**DIRECTIVE**: Transcribe everything in the PowerShell CSV post from "In Denmark, amongst" down to "separated with semi-colon.", character for character.

**PAGE TEXT**:
Start of Block
Tuesday, April 03, 2007

PowerShell, Export-CsvCultureAware

I stole this joke in an entry http://blogs.msdn.com/powershell/archive/2007/01/06/cliff-notes-of-convertto-html-other-language-blogs.aspx by Jeffry Snover -

  • How do you describe someone that can speak multiple languages?
    Multi-lingual.
  • How do you describe someone that can speak two languages?
    Bi-lingual.
  • How do you describe someone that can speak one language?
    American

And this also goes for PowerShell as well!

To be fair, I have only found few problems: Export-Csv and Import-Csv are not culture-aware!

In Denmark, amongst many other cultures, comma is used between integers and decimals and dot is used to make integers more readable. Semi-colons are used in argument list like between Excel function arguments and when saving a CSV-file from Excel. The normal American 1,234.56 is 1.234,56 here and 1,2,3 becomes 1;2;3. What does this mean? This means that Excel is using these culture rules when parsing input and consequently, arguments in Excel functions and fields in CSV-files are expected to be separated with semi-colon.


So when I do –


PS> Something | export-csv x.csv; ii x.csv


Excel is not able to parse my CSV-file directly. I either have to
1) change the regional settings before starting Excel or
2) use the text-to-data wizard in Excel.


The worst part is that PowerShell knows the concept of cultures – as it is based on .Net – and has the info –



PS> (Get-Culture).textinfo | select listSeparator

ListSeparator
-------------
;

So it should have been culture-aware or at least provided a -seperator argument.

I also tried setting $OFS - the output field seperator, but that did not change the result.



This work-around works (wrapped for formatting reasons) -



PS> something | % {$h=@()} { if(!$h) {$_.psobject.properties | % {}
{$h+=$_.name} {[string]::join(";",$h)}}; $r=$_;$_.psobject.properties |
% {$f=@()} {$name=$_.name;$f+=$r.$name} {[string]::join(";",$f)} }

Dirty ;)
But as always, the quick-timers can be converted to a nice function. The function also includes quoting of all values, but does not handle values with quotes -



function Export-CsvCultureAware($file=$(throw "File must be specified")) {
# First, construct the header by picking up all the property names
$sep=((get-culture).textinfo | select listseparator).listSeparator
$sep='"'+$sep+'"'
$header=@()
$input | % {
if (!$header) {
$_.psobject.properties | `
% {} `
{$header+=$_.name} `
{'"'+[string]::join($sep,$header)+'"'} `
}
# Next, process all the data records/objects
$record=$_
$record.psobject.properties | `
% {$fields=@()} `
{$name=$_.name;$fields+=$record.$name} `
{'"'+[string]::join($sep,$fields)+'"'} `

} | out-file $file -encoding ascii
# Only ASCII files seems to be supported in Excel for CSV
}


PS. The blogger editor gives me a hard time formatting these code
examples, so a vertical bar or such may have slipped. Any suggestions
of how to improve editing are highly welcome. I currently use pre-tags
but if I switch to Compose view, strange things happens.
End of Block
**SUPPLIED MATERIAL**:
Start of Block
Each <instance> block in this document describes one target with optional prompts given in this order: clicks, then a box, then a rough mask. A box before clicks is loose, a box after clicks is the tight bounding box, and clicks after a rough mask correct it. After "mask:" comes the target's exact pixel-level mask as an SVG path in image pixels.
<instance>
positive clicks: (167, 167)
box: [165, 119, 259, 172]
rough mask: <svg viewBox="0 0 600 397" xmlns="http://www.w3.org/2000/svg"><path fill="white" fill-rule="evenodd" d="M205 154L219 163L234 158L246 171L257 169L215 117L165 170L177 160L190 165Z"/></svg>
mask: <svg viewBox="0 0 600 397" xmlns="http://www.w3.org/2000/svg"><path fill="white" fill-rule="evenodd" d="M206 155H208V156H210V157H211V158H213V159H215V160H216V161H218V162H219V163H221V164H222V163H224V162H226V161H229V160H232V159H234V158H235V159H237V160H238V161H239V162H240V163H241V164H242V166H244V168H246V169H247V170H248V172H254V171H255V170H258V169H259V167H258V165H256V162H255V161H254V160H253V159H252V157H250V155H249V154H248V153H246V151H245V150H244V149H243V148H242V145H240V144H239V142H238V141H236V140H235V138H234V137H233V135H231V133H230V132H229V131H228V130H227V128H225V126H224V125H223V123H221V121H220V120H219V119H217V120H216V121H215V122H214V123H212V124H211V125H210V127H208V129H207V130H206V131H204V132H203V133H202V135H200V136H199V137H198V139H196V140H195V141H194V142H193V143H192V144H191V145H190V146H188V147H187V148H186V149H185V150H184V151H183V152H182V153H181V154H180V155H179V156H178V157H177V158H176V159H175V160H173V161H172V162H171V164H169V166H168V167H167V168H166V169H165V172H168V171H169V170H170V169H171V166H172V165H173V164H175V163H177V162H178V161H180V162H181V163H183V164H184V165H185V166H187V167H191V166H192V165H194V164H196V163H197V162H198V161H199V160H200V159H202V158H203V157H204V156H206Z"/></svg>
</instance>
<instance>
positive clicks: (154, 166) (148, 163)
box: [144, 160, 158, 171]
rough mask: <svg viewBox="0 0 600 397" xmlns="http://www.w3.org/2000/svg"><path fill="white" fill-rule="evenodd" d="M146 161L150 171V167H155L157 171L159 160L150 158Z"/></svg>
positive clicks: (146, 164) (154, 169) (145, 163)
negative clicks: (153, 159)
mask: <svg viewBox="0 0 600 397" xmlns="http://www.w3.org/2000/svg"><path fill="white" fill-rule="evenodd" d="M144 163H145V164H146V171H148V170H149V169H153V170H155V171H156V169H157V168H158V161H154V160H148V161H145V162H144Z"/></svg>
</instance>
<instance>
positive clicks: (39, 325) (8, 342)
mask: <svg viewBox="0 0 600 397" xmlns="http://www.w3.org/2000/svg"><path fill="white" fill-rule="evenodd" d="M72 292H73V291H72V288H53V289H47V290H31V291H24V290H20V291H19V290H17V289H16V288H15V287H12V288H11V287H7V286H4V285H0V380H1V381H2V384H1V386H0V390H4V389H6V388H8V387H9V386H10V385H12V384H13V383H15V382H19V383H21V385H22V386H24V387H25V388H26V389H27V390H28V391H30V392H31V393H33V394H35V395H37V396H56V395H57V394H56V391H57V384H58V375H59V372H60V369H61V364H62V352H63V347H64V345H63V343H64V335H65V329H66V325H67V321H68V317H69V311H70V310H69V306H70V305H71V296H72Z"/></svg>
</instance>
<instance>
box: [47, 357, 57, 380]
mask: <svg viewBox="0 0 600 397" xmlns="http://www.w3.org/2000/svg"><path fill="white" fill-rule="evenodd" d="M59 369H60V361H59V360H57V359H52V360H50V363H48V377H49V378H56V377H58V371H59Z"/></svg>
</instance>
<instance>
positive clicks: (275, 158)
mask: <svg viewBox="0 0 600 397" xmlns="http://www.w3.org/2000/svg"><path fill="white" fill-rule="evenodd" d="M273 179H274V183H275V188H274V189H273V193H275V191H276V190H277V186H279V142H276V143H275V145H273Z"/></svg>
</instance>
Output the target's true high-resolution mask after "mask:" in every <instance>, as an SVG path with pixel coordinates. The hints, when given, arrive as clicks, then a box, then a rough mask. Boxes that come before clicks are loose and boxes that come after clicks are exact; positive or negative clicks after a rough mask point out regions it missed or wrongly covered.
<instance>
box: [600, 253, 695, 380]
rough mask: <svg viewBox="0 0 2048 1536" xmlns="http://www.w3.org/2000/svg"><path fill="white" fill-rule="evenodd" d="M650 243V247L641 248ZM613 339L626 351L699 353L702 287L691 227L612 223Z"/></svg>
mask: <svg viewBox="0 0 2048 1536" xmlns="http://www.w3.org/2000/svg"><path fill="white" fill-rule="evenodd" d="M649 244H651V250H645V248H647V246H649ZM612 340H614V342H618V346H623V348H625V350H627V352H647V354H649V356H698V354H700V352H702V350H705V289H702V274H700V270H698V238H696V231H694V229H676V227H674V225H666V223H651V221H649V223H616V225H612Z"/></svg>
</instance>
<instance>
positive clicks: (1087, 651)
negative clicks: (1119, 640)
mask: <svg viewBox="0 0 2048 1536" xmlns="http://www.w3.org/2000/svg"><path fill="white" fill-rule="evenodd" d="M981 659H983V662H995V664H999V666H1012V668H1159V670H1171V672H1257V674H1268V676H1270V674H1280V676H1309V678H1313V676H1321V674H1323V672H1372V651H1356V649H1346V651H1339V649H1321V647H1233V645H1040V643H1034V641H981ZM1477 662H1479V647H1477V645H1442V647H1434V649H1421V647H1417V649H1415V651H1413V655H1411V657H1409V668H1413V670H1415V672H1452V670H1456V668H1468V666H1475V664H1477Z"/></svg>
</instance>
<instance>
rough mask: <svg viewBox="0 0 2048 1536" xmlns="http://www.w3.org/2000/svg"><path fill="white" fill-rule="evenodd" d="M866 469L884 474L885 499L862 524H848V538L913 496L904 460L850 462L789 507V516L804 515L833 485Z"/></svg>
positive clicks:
End of Block
**RESULT BELOW**:
In Denmark, amongst many other cultures, comma is used between integers and decimals and dot is used to make integers more readable. Semi-colons are used in argument list like between Excel function arguments and when saving a CSV-file from Excel. The normal American 1,234.56 is 1.234,56 here and 1,2,3 becomes 1;2;3. What does this mean? This means that Excel is using these culture rules when parsing input and consequently, arguments in Excel functions and fields in CSV-files are expected to be separated with semi-colon.